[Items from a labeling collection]
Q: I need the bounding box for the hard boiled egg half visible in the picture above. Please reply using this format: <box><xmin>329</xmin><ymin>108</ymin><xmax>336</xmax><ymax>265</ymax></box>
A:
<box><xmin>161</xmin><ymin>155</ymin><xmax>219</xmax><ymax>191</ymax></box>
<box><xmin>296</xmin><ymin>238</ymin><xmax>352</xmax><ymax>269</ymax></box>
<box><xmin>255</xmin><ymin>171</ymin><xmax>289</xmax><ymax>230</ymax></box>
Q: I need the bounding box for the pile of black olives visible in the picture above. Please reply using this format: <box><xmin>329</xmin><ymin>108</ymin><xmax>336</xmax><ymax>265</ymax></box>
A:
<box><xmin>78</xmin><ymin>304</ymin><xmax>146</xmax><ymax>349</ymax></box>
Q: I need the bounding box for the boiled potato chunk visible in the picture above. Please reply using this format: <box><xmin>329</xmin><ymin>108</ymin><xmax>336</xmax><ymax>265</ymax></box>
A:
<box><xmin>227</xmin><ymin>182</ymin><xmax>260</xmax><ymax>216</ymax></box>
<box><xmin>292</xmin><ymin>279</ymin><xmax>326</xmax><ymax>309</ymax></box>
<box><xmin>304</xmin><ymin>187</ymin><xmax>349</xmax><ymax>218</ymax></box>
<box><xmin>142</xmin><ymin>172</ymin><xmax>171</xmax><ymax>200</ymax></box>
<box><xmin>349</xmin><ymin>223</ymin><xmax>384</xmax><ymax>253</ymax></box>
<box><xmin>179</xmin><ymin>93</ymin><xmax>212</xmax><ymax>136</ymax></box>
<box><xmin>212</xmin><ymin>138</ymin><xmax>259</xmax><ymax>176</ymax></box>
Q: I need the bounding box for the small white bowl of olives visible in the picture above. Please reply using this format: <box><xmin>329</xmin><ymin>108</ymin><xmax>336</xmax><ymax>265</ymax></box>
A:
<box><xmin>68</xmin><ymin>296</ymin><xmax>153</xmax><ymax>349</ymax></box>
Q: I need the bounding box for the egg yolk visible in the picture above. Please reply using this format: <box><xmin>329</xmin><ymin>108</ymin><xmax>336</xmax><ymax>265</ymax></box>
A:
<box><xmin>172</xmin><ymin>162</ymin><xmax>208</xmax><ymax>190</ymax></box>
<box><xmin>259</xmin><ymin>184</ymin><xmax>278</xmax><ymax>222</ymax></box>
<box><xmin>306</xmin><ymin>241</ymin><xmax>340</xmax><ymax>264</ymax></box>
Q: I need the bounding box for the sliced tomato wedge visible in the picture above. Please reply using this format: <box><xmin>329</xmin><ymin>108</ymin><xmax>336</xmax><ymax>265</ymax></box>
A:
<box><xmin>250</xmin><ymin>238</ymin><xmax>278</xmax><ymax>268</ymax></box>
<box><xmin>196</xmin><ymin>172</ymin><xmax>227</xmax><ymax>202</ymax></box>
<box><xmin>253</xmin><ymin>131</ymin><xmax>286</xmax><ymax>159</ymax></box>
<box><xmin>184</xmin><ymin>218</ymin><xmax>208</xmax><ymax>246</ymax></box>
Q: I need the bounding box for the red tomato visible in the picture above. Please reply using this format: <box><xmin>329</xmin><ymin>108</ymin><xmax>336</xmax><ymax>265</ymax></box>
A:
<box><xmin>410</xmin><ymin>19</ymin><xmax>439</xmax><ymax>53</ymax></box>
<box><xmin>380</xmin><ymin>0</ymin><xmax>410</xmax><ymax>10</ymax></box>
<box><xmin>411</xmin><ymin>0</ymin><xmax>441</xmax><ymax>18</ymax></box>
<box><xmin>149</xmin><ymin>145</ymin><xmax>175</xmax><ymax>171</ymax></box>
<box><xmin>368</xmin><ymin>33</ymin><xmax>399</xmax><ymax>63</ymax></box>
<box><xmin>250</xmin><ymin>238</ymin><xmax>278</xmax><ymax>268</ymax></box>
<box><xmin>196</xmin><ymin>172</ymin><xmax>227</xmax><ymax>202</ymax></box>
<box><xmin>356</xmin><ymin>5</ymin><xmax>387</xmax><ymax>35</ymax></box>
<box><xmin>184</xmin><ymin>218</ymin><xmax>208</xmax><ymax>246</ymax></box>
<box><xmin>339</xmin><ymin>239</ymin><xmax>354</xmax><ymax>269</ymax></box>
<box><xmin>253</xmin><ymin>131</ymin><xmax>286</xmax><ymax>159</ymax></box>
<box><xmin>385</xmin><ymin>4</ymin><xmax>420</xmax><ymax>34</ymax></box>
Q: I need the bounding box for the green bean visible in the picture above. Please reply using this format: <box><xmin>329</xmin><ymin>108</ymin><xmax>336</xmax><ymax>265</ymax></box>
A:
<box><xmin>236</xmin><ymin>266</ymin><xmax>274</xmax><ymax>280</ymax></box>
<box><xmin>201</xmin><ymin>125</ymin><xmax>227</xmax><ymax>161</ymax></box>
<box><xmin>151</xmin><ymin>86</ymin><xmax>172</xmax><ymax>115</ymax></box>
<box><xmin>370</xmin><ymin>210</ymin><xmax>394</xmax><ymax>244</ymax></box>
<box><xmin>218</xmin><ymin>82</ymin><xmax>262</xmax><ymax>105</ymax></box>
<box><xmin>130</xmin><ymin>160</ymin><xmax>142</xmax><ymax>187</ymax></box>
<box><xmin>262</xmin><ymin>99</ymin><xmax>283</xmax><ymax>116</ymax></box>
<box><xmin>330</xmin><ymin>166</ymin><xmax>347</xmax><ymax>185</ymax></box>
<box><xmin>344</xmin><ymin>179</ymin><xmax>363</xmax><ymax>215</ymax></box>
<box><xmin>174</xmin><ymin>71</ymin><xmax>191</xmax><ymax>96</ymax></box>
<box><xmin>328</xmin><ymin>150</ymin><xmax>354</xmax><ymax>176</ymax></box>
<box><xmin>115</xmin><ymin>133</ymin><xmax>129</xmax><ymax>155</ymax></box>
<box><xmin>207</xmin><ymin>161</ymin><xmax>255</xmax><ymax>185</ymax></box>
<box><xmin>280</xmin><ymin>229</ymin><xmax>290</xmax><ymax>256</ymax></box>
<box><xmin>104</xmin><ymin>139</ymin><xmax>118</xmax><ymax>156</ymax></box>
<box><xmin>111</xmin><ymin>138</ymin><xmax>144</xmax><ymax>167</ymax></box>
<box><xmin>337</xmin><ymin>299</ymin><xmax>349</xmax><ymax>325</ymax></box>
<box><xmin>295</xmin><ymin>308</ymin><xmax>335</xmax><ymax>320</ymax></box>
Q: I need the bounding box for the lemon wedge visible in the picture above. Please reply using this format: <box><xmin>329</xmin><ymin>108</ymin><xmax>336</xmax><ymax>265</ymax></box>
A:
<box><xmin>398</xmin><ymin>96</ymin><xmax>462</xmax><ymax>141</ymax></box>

What needs to be done:
List every line in the entries above that contains the string "olives", matching case exactly.

Output for this exercise:
Q: I need the bounding box for the pile of black olives visible in the picture above. Please reply using this format: <box><xmin>329</xmin><ymin>108</ymin><xmax>336</xmax><ymax>265</ymax></box>
Q: I need the bounding box for the small white bowl of olives visible in the picture above. Please reply using this format: <box><xmin>329</xmin><ymin>108</ymin><xmax>336</xmax><ymax>265</ymax></box>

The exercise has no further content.